### Short exercise
Render all of the entries below as a JSON list of strings, one string per line, skipping blank lines and omitting the pictures.

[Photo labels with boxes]

** Begin **

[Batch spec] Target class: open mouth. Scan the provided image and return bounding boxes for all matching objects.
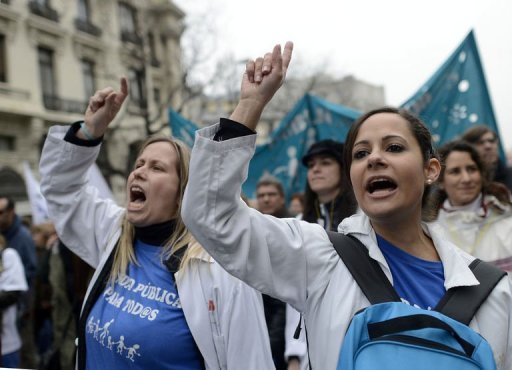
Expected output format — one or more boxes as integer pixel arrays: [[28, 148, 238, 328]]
[[130, 186, 146, 204], [366, 178, 397, 194]]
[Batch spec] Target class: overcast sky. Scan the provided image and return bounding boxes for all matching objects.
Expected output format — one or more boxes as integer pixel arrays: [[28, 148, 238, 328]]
[[174, 0, 512, 149]]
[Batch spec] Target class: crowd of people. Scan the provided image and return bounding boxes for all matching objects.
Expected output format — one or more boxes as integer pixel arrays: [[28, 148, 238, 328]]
[[0, 43, 512, 370]]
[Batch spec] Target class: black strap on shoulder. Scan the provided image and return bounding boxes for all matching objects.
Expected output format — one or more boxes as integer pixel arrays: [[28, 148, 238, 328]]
[[327, 231, 507, 325], [435, 258, 507, 325], [327, 231, 400, 304]]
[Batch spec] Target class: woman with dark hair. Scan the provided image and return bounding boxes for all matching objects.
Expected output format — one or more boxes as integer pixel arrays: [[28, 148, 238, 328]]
[[302, 139, 357, 231], [40, 78, 273, 370], [182, 43, 512, 370], [431, 141, 512, 271]]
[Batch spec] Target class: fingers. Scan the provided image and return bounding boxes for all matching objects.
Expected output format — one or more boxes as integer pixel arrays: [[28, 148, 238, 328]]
[[283, 41, 293, 73], [245, 60, 256, 83], [89, 87, 114, 112], [244, 41, 293, 83], [121, 77, 128, 100], [262, 53, 272, 75], [254, 57, 263, 82]]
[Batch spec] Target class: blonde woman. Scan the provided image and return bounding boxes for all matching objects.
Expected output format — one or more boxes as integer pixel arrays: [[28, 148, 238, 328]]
[[40, 78, 273, 370], [0, 235, 28, 368]]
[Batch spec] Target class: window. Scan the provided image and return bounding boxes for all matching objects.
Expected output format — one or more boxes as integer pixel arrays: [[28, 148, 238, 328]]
[[128, 69, 146, 108], [38, 47, 57, 105], [0, 35, 7, 82], [78, 0, 91, 22], [82, 59, 96, 100], [148, 32, 160, 67], [119, 3, 136, 33], [0, 135, 16, 152], [28, 0, 59, 22]]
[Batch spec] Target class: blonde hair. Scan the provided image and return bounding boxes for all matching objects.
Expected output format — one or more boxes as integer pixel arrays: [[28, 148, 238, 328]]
[[109, 135, 202, 283]]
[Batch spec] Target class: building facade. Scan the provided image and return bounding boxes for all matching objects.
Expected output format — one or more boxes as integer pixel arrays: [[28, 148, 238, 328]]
[[0, 0, 185, 214]]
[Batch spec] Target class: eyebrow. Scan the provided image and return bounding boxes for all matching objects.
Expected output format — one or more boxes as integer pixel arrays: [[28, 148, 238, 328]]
[[354, 135, 405, 146]]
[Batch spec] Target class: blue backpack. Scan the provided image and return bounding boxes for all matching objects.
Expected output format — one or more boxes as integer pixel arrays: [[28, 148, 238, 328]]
[[329, 232, 506, 370]]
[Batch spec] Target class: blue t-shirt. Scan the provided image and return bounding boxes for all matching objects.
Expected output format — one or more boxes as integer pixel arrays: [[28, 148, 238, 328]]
[[377, 235, 446, 310], [85, 241, 203, 370]]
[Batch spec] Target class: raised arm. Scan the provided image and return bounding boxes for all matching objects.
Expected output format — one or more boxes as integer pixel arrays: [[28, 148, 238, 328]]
[[39, 78, 128, 267], [76, 77, 128, 140], [182, 43, 339, 311], [230, 41, 293, 130]]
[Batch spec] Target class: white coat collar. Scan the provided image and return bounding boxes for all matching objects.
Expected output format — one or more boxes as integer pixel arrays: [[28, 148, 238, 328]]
[[338, 213, 479, 290]]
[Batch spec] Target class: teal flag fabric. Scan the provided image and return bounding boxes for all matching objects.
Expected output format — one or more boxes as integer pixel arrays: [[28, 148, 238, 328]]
[[169, 94, 360, 198], [169, 109, 198, 148], [402, 31, 504, 157], [169, 31, 504, 198]]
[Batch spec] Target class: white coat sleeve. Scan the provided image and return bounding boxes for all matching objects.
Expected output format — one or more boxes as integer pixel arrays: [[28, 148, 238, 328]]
[[182, 125, 339, 312], [0, 248, 28, 292], [39, 126, 124, 267]]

** End **

### Result of the exercise
[
  "[Batch spec] Target class: open mouth. Scan the provided image and return bounding boxes for all matching objects.",
  "Expected output format — one or more boxes as integer pixel arrays: [[28, 148, 238, 328]]",
  "[[130, 186, 146, 204], [366, 178, 397, 194]]",
  "[Batch spec] Target class: overcast sky. Scan the provided image and return bounding boxes for all matching objects.",
  "Expected output format — one or more boxes as integer pixel arrays: [[28, 148, 238, 328]]",
  "[[174, 0, 512, 149]]",
  "[Batch spec] Target class: crowd of people. Scan the provided image and return bounding boxes for all matching objects.",
  "Expected output format — one or more boxes as integer pixel arrays: [[28, 148, 238, 328]]",
  "[[0, 43, 512, 370]]",
  "[Batch spec] Target class: black strap on shoulder. Scan the provided image and return bounding boxes for all matching objects.",
  "Expected output format — one or more boxes as integer pixel arrays: [[28, 148, 238, 328]]",
  "[[327, 231, 507, 325], [435, 258, 507, 325], [327, 231, 400, 304]]",
  "[Batch spec] Target class: woman with dark hair. Scan the provided image and return bounding boxes for all matching objects.",
  "Expected output format — one or more boxes as integer pixel arrays: [[28, 148, 238, 328]]",
  "[[302, 139, 357, 231], [40, 78, 273, 370], [182, 43, 512, 370], [431, 141, 512, 271]]",
  "[Batch spec] Target class: fingers. Scan the provided image and return bounding boxes for all matching objects.",
  "Expected output format — one or more boxes as integer pixel arrays: [[28, 148, 238, 328]]",
  "[[283, 41, 293, 73], [245, 60, 256, 83], [89, 87, 114, 112], [244, 41, 293, 83], [121, 77, 128, 100], [262, 53, 272, 75], [254, 57, 263, 82]]",
  "[Batch spec] Target class: blonde woman. Scan the provided image and return bounding boxes for all matching objects.",
  "Expected output format — one or more boxes as integer pixel arrays: [[28, 148, 238, 328]]",
  "[[40, 78, 273, 370], [0, 235, 28, 368]]",
  "[Batch spec] Target class: window. Scan the provided image and return bounding boxes for all matching objects.",
  "Expected output format — one or more boxes as integer pixel arrays: [[28, 148, 238, 328]]",
  "[[128, 69, 146, 108], [38, 47, 57, 105], [0, 35, 7, 82], [78, 0, 91, 22], [82, 59, 96, 100], [148, 32, 160, 67], [119, 3, 136, 33], [0, 135, 16, 152], [28, 0, 59, 22]]",
  "[Batch spec] Target class: blonde hair. Scan the provided image and return bounding boxes for all matching objects.",
  "Expected output format — one or more boxes as integer pixel arrays: [[28, 148, 238, 328]]",
  "[[109, 135, 202, 283]]",
  "[Batch spec] Target class: building facade. Scan the provided image and return bounding boxes for all matching objects.",
  "Expected output format — one or more boxes as integer pixel arrays: [[28, 148, 238, 328]]",
  "[[0, 0, 185, 214]]",
  "[Batch spec] Target class: eyebrow. Scan the provided image and return bounding boxes for all matching objects.",
  "Expected output format — one or more boxes as integer pixel arrays: [[28, 148, 238, 328]]",
  "[[354, 135, 405, 146]]",
  "[Batch spec] Target class: blue backpack. Scan the provided image and return bounding boxes for all matching objects.",
  "Expected output format — one or more boxes as integer pixel arrays: [[28, 148, 238, 328]]",
  "[[329, 232, 506, 370]]",
  "[Batch spec] Target class: blue t-shirt. Scan the provided image and return bounding boxes for all matching objects.",
  "Expected output format — one or more boxes as integer pixel arrays: [[28, 148, 238, 328]]",
  "[[377, 235, 446, 310], [85, 241, 203, 370]]",
  "[Batch spec] Target class: raised arm. Scan the provided image and return bounding boxes for all matching objects.",
  "Expected output format — one or more boxes as integer pixel arrays: [[28, 148, 238, 328]]",
  "[[39, 78, 128, 267], [76, 77, 128, 140], [182, 43, 339, 311], [230, 41, 293, 130]]",
  "[Batch spec] Target class: white coat collar. Scan the provided image and return bounding boxes for all matching objects.",
  "Expected output format — one or more boxes as integer pixel arrays: [[28, 148, 238, 328]]",
  "[[338, 213, 479, 290]]",
  "[Batch spec] Target class: teal flag fabric. Scan the provided image and return bounding boxes for all matching objects.",
  "Expected output format — one or more boxes as integer pixel arrays: [[28, 148, 238, 328]]",
  "[[169, 94, 360, 198], [169, 109, 198, 148], [402, 31, 504, 157], [169, 31, 504, 198]]",
  "[Batch spec] Target class: white coat sleeve. Scan the provided image and return bounding boxes for all matching objects.",
  "Expected output format — one or more boxes as integer pixel arrays: [[28, 148, 238, 328]]",
  "[[182, 125, 339, 312], [0, 248, 28, 292], [39, 126, 124, 267]]"
]